═══ Material supplied ═══
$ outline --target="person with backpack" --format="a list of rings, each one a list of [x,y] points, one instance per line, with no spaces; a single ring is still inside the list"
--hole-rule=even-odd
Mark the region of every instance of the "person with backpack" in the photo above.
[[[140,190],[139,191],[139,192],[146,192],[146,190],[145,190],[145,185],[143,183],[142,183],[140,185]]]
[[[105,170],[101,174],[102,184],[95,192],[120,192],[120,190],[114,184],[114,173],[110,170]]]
═══
Present the material above as a Markdown table with two columns, Row (the line's number) and Line (its text), with one row per line and blank lines left out.

| Row | Line |
|---|---|
| 1 | $ outline --target="person with backpack" --format="a list of rings, each one a list of [x,y] points, one instance per line, with no spaces; a single ring is still inside the list" |
| 2 | --hole-rule=even-odd |
| 3 | Mark the region of every instance of the "person with backpack" in the photo above. |
| 4 | [[[140,190],[139,191],[139,192],[146,192],[146,190],[145,190],[145,185],[143,183],[142,183],[140,185]]] |
| 5 | [[[105,170],[101,174],[102,184],[95,192],[120,192],[120,190],[114,184],[114,173],[110,170]]] |